Data shown Start Marker

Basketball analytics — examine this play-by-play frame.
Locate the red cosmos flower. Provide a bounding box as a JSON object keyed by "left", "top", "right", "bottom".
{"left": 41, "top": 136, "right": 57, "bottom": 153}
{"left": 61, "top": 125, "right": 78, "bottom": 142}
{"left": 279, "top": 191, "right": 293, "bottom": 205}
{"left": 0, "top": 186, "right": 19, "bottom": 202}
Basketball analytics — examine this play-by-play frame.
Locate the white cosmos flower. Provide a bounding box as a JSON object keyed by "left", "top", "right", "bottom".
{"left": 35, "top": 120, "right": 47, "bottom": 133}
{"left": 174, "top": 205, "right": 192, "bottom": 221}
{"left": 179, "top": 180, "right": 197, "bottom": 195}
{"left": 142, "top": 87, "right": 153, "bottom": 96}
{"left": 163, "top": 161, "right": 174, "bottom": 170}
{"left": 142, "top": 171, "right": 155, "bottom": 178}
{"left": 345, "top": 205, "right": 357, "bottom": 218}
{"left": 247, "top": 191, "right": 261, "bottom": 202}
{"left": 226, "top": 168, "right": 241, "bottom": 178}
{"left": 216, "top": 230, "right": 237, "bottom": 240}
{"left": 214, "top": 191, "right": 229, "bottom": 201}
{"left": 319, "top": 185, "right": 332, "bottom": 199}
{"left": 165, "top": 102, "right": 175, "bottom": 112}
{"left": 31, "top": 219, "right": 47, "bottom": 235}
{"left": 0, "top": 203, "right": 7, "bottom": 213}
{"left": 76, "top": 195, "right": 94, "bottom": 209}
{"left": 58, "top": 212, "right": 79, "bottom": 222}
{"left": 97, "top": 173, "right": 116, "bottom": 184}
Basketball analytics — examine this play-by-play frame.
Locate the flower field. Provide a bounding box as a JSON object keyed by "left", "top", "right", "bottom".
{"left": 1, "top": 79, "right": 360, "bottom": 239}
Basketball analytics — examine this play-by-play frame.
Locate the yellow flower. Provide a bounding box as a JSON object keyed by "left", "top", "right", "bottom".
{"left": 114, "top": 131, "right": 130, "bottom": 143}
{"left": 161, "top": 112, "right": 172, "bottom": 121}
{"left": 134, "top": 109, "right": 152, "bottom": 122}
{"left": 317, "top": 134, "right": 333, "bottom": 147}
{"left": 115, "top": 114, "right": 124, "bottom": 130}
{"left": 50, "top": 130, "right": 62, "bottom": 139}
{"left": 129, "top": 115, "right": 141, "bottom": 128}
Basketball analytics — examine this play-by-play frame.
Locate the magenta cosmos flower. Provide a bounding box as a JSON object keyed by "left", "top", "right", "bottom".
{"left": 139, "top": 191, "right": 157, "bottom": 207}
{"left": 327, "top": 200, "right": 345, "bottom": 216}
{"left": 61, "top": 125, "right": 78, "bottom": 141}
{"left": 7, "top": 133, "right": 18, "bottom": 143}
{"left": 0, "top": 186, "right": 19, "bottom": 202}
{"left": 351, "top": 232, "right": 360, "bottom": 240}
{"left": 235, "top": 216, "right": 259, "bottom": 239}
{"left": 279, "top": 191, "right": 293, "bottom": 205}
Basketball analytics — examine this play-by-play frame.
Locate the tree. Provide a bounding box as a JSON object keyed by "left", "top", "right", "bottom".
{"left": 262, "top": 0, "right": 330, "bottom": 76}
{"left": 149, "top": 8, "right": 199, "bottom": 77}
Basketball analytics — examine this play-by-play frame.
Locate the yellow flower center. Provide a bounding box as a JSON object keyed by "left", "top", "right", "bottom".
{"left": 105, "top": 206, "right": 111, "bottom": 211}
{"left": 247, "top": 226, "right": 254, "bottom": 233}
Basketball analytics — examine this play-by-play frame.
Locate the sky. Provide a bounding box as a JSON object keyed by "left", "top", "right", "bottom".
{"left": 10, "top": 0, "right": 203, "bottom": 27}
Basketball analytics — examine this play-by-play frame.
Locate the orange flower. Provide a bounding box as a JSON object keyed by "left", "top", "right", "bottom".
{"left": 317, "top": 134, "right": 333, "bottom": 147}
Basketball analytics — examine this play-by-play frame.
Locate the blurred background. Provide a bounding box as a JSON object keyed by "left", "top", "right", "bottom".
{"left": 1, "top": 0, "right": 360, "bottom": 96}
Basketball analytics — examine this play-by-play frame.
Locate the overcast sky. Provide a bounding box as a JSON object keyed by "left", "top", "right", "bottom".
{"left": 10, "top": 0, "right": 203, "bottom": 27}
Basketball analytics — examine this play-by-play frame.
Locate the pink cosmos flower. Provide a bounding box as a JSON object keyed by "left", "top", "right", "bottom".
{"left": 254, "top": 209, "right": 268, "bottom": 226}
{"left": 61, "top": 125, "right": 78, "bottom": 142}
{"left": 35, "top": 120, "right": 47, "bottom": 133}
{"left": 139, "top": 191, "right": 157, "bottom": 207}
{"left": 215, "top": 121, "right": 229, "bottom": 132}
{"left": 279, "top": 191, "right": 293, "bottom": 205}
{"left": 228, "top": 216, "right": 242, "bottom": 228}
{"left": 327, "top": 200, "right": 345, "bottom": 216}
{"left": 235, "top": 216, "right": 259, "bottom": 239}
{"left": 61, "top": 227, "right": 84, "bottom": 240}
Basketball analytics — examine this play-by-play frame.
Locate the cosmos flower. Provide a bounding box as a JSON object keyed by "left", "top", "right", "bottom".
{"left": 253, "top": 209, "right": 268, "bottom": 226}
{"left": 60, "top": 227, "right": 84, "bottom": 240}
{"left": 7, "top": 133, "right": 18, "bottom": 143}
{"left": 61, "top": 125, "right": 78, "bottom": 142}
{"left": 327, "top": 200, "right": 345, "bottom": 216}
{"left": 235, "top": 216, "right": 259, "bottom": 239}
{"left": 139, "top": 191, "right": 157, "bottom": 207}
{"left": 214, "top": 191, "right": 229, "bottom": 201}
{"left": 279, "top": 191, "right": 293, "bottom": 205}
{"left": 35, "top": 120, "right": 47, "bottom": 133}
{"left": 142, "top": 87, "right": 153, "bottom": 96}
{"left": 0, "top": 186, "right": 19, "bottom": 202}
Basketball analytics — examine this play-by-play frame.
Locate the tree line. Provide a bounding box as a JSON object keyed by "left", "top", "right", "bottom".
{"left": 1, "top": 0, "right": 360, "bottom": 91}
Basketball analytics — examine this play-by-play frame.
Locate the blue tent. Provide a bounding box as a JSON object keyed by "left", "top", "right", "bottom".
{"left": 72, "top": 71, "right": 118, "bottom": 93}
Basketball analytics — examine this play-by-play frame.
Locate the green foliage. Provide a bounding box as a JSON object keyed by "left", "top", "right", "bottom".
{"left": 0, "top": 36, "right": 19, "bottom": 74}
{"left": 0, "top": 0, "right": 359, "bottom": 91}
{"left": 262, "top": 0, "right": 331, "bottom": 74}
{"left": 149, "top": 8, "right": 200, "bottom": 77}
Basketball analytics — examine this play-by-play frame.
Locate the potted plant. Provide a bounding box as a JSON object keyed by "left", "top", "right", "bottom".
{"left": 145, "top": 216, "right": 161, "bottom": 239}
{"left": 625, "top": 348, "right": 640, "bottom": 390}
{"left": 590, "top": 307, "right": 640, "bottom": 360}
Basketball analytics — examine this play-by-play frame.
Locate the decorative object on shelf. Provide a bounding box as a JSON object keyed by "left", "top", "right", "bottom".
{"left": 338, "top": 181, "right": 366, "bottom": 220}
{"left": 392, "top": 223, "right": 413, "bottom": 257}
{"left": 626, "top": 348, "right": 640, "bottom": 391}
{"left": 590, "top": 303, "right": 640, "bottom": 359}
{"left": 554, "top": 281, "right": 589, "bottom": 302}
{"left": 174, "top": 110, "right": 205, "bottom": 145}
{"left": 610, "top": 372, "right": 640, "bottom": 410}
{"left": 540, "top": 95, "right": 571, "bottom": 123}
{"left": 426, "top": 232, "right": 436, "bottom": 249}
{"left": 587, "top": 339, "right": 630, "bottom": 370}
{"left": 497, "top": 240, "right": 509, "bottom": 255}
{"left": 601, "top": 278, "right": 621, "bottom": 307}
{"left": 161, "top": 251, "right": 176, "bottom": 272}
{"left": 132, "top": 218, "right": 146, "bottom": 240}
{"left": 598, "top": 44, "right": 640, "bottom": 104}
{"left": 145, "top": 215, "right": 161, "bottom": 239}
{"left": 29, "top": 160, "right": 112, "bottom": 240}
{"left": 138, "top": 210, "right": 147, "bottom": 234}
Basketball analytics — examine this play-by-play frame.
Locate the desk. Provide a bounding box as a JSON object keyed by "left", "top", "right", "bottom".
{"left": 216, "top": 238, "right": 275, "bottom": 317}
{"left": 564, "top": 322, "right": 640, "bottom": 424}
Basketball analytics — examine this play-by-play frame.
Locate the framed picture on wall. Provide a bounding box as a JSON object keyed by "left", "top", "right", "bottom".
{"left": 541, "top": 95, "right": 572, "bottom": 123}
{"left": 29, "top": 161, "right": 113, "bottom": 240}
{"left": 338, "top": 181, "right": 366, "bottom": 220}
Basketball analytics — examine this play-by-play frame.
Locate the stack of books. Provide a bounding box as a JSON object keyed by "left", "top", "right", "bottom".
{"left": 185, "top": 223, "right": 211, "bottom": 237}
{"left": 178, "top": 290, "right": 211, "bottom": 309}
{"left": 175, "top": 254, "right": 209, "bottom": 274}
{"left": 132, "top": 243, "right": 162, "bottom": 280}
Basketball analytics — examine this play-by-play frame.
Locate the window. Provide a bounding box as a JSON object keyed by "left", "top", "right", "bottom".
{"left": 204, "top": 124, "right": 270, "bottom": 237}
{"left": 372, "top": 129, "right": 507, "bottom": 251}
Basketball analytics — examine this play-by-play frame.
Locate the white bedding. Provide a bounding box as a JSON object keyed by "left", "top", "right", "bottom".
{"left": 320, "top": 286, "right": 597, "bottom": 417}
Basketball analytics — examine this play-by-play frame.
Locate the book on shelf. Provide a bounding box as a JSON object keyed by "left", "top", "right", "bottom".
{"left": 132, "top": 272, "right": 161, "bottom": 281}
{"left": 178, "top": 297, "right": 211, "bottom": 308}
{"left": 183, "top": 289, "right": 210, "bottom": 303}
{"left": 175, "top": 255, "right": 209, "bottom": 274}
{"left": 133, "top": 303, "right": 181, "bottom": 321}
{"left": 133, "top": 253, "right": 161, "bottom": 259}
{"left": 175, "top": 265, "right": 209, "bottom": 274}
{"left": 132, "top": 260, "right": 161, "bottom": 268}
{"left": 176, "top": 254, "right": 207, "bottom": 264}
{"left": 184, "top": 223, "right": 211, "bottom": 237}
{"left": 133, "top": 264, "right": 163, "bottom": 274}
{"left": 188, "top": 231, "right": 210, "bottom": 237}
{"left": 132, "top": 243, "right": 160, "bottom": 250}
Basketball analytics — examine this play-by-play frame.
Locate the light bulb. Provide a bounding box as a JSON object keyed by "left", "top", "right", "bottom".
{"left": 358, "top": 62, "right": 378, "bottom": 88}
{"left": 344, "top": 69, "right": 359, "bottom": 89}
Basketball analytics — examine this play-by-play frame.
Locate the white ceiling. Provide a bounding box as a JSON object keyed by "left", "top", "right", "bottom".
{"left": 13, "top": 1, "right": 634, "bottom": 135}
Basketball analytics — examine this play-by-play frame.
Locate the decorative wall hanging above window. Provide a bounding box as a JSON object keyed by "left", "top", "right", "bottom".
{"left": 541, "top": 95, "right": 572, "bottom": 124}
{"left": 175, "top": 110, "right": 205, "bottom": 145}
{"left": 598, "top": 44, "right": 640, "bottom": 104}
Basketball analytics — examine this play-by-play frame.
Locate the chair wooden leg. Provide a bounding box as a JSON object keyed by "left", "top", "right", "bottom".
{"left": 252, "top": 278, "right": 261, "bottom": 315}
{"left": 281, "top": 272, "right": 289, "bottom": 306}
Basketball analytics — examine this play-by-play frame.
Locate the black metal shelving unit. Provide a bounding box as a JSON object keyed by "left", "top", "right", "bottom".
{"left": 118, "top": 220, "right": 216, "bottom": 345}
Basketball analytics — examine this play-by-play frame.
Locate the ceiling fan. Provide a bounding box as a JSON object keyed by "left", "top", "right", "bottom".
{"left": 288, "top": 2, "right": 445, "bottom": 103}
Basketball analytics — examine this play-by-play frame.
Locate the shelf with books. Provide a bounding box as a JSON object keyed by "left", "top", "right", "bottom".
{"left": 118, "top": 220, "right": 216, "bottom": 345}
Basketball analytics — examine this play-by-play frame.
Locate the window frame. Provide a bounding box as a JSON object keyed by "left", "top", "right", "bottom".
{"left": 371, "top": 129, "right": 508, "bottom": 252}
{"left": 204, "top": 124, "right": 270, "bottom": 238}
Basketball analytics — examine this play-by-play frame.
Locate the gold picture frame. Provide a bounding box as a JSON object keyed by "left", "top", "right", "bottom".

Data shown End Marker

▸ **Task objective**
Return exactly, and only, the line containing "Locate the chair" and every line after it through the end of the material.

▸ **The completed task**
Locate the chair wooden leg. Provide a bounding box as a JSON object keyed by "left", "top", "right", "bottom".
{"left": 252, "top": 278, "right": 261, "bottom": 315}
{"left": 281, "top": 272, "right": 289, "bottom": 306}
Basketball analytics — examine this play-by-play frame.
Locate the black metal shelving unit. Provide a bounding box as a JSON object keyed by "left", "top", "right", "bottom".
{"left": 118, "top": 220, "right": 216, "bottom": 345}
Basketball analytics — examine this play-by-play frame.
Locate the ceiling fan. Provide a bounding box as a JSON object keyed by "left", "top", "right", "bottom".
{"left": 288, "top": 2, "right": 445, "bottom": 103}
Basketball analytics — examine this play-by-play frame.
Locate the shelf with books. Provide a bounding box as a JSON object keyed by "left", "top", "right", "bottom".
{"left": 118, "top": 220, "right": 216, "bottom": 345}
Basketball analytics — examine this play-by-play frame.
Locate the window frame. Provide a bounding box as a JSON object keyed by "left", "top", "right", "bottom".
{"left": 371, "top": 129, "right": 508, "bottom": 252}
{"left": 204, "top": 124, "right": 270, "bottom": 238}
Basketball analytics — examine this play-by-play frame.
Locate the gold picture frame. Provide a bounding box as a JSON object keyed by "left", "top", "right", "bottom".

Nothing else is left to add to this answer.